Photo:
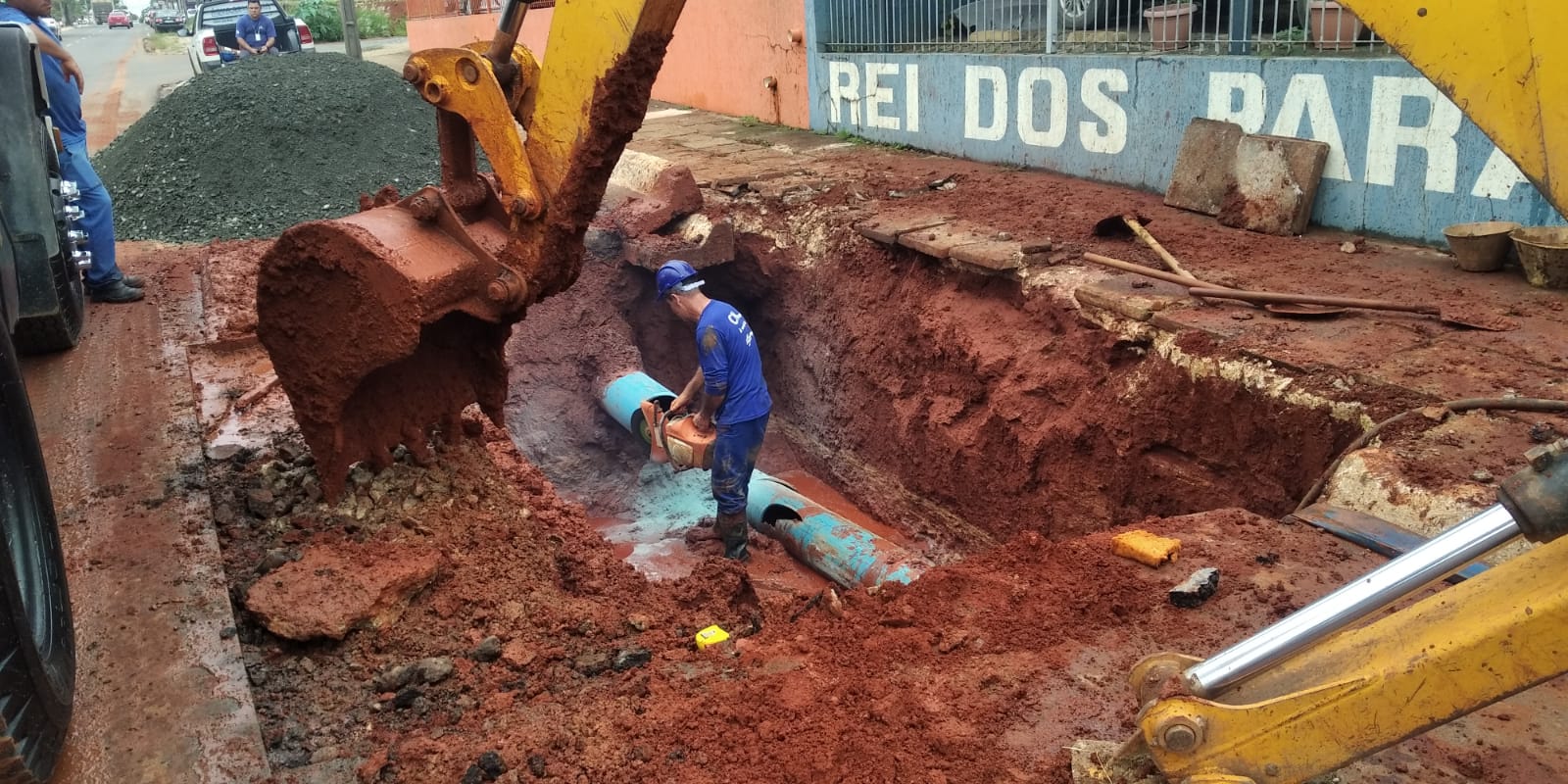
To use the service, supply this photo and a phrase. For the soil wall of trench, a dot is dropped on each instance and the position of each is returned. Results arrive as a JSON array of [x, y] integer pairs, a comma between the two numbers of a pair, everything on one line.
[[951, 404]]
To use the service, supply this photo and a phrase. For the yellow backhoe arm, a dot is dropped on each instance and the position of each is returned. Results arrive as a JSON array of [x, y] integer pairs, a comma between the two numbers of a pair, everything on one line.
[[384, 325], [1502, 65]]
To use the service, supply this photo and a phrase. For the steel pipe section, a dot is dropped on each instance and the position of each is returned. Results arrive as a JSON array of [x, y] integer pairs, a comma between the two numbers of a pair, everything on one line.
[[1443, 556], [833, 546], [839, 549]]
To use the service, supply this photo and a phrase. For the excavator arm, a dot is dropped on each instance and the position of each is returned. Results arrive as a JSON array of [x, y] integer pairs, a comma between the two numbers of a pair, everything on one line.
[[1501, 63], [384, 325]]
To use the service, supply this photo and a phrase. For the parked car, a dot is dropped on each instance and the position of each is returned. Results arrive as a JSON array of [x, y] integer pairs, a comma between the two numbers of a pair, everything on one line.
[[167, 20], [38, 662], [214, 31], [1092, 15]]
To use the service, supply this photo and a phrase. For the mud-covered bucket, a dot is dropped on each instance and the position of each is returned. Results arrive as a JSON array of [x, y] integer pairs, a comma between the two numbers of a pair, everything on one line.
[[1481, 247], [1544, 253]]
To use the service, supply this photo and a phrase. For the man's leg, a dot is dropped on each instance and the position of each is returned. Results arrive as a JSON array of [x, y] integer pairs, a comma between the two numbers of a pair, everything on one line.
[[104, 278], [736, 452]]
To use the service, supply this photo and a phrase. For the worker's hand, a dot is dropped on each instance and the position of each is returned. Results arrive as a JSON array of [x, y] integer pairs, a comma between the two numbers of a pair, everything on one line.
[[679, 404], [74, 71]]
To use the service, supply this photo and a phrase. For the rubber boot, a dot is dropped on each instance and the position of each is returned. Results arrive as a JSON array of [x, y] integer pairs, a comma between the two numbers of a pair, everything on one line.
[[733, 532]]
_____
→ **WORK ORDER**
Transcribe the listing exactly; skip the pictures.

→ **ANSWER BELOW**
Photo:
To use the service, supply this photo and a phrase. For the soil wall of trench, a dot is dropped on each instance and the position of each is returned. Results arrive as a JSON array of [x, y] integer pairs, a comma between the two numbers of a pair, everything on one line.
[[951, 404]]
To use the service, supply this photo and a phrase. For the yellow backhoe arm, a dot is dropped on each instance and the position of each is returned. Results arrive as a JSON array of [x, y] integer pairs, a comma between the two numbers of a pair, everything on one line.
[[384, 325], [1502, 65]]
To use the service, supply this photo and a phrase. For the steel pipe section, a dot is dropped on each instance and the position of each is returned. Results arrive as a JSON array of [x, y] integer pairs, a comma between the two numbers of a pair, everything on one line.
[[1443, 556], [833, 546], [839, 549]]
To use the service, supply this photo and a phrase. For the excavator arm, a dot is dropped on each instance and the position of each is returned. Results arrive as a JSON array of [x, y] integer pairs, a comma between the two numbers of a pair, everything on one line.
[[1501, 63], [384, 325]]
To use the service, supply this photo and a phrase. For the parked car, a dot is dropped on each instance and the position of each is returned. Results arrive as a JSON array of [x, y] integer pairs, a comma between the two numbers of a pair, everything on one line.
[[167, 20], [38, 662], [214, 31], [1092, 15]]
To use the service, supply this photo and a phrase. For the mud-covered bucket, a dot is dropped on each instance and the position of each is returned. Results arrive as a JSON array of [x, y] integer pairs, a comma between the two numbers of a pair, everything on one line.
[[1481, 247], [1544, 253]]
To use the service, supply this photo and a phrase. For the man's leg, a dot is dropped on each instance and the position of each is returned. Results arrive as a JSON array of [x, y] integer pairs, a comma between the two numbers of a pair, everything on one line.
[[104, 278], [736, 452]]
To use the service, supply this photo and a phrase. For the worker's hand, a dot is dropped on each instance and the position of each is returned. Results arrive as a JSON array of [x, y] integer pairs, a comma between the two numbers of a pair, everything on one line.
[[679, 404], [74, 71]]
To use the service, supply this photo and a phrase. For the rubber boot, a dot is dropped on each instance and the position of each is returned. Results arrive as a JSON array of [x, y] integer pairs, a comma between the two numbers of a pair, everything on one line.
[[733, 532]]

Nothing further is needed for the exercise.